Records to use:
# # # # # # #
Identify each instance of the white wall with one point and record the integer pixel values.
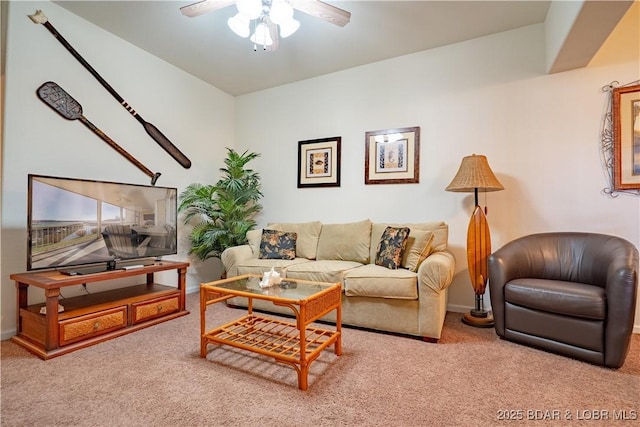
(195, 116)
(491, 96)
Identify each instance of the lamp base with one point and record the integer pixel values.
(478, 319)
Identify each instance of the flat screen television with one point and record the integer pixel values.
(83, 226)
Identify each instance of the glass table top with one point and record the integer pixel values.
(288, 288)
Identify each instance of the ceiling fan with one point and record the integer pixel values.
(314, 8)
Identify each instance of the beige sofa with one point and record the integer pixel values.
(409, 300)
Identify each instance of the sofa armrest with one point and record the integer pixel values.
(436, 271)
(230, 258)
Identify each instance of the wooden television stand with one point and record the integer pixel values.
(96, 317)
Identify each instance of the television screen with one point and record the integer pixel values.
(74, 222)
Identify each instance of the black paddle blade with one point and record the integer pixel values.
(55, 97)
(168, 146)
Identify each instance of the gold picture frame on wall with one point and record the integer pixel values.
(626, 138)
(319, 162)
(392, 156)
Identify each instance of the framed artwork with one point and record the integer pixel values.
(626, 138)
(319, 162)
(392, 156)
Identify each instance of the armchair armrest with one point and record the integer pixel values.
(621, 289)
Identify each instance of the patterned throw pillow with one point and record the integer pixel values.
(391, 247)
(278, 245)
# # # # # # #
Direction:
Render the lines above as a Markdown table with the columns "No." and "Line", numbering each row and leaving out blank lines. Leave the pictures out of the table.

Task answer:
| No. | Line |
|---|---|
| 1 | Identify each instance of the white wall with one point and record the integer pixel values. |
| 2 | (195, 116) |
| 3 | (491, 96) |
| 4 | Identify each instance of the lamp base with one point and record the integer pixel values. |
| 5 | (478, 319) |
| 6 | Identify each instance of the flat screen television with one point and record the integer pixel values. |
| 7 | (83, 226) |
| 8 | Identify each instance of the glass table top with one point and record the integer pixel values. |
| 9 | (288, 288) |
| 10 | Identify each instance of the ceiling fan with one point and record the integer pixel values. |
| 11 | (314, 8) |
| 12 | Identify each instance of the beige sofa with one point and record the integer pixel values. |
| 13 | (409, 300) |
| 14 | Identify each instance of the sofa armrest with one point and record the integer pixel values. |
| 15 | (436, 271) |
| 16 | (230, 258) |
| 17 | Identify each instance of the wooden television stand with one point and record the integer pixel values. |
| 18 | (96, 317) |
| 19 | Identify each instance of the television screen with one point and record the integer pixel values. |
| 20 | (74, 222) |
| 21 | Identify each instance of the black paddle blade with one point and record the integer pixel values. |
| 22 | (55, 97) |
| 23 | (168, 146) |
| 24 | Identify each instance of the gold picture frame on wall with one point and record the integer pixel values. |
| 25 | (626, 138) |
| 26 | (319, 162) |
| 27 | (392, 156) |
| 28 | Identify each instance of the framed artwork with one point and record the integer pixel values. |
| 29 | (626, 138) |
| 30 | (319, 162) |
| 31 | (392, 156) |
| 32 | Identify each instance of the armchair armrest with one point and record the integer pixel values. |
| 33 | (621, 289) |
| 34 | Identify each instance of the patterned throw pillow with one point and record the integer pixel values. |
| 35 | (391, 247) |
| 36 | (278, 245) |